We included **HMH Into Math Grade 6 Answer Key PDF** **Module 8 Review **to make students experts in learning maths.

## HMH Into Math Grade 6 Module 8 Review Answer Key

**Vocabulary**

algebraic expression

base

coefficient

constant

equivalent expression

evaluate

exponent

like term

numerical expression

term

variable

**Complete the following to review your vocabulary for this module.**

Question 1.

For the expression 6^{4}:

A. The ___ is 6 and the ____ is 4.

B. A(n) ____ using repeated multiplication is 6 × 6 × 6 × 6.

Answer:

A. base, exponent,

B. Equivalent expression,

Explanation:

Given expression 6^{4}, A. The base is 6 and the exponent is 4.

The base number tells what number is being multiplied. The exponent a small number written above and to the right of the base number tells us how many times the base number is being multiplied.

B. An equivalent expression using repeated multiplication is 6 × 6 × 6 × 6.

Question 2.

DIRECTIVE 1
Find every line in the rows below that contains the word "lake", and write out each of those lines. Case counts.

THE DATA
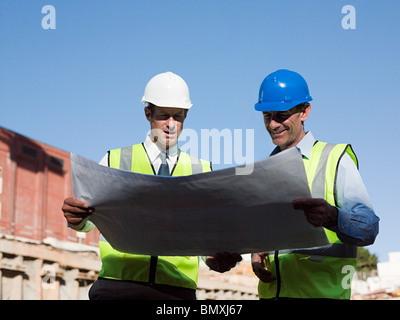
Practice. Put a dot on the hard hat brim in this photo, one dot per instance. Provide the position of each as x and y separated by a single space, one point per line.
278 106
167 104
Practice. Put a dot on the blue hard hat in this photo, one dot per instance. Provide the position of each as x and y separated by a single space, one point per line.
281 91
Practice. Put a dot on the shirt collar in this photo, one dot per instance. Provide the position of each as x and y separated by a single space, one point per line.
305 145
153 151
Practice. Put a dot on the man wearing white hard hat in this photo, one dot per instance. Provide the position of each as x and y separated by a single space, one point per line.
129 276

...

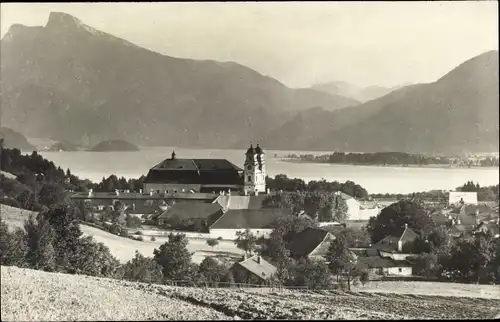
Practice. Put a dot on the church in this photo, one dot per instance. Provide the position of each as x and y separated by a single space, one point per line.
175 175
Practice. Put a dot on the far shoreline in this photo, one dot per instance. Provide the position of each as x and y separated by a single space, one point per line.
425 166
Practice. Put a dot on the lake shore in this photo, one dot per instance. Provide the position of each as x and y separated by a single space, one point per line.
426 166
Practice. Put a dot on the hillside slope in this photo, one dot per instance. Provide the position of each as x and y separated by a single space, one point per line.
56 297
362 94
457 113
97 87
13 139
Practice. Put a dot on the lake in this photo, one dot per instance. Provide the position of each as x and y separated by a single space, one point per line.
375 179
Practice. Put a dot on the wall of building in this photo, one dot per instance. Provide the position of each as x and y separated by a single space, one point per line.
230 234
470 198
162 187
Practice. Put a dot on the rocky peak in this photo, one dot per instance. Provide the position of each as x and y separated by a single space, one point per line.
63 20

DIRECTIVE 2
Please copy the answer key word for word, everything from "The base number tells what" down to "Question 2.".

CORRECT RESPONSE 1
Practice. Put a dot on the lake shore in this photo, one dot per instance. Provide the position of each as x and y separated by a single space, one point per line.
Practice. Put a dot on the lake in this photo, one dot per instance. Provide the position of each as x and y separated by a single space, one point per line.

CORRECT RESPONSE 2
The base number tells what number is being multiplied. The exponent a small number written above and to the right of the base number tells us how many times the base number is being multiplied.

B. An equivalent expression using repeated multiplication is 6 × 6 × 6 × 6.

Question 2.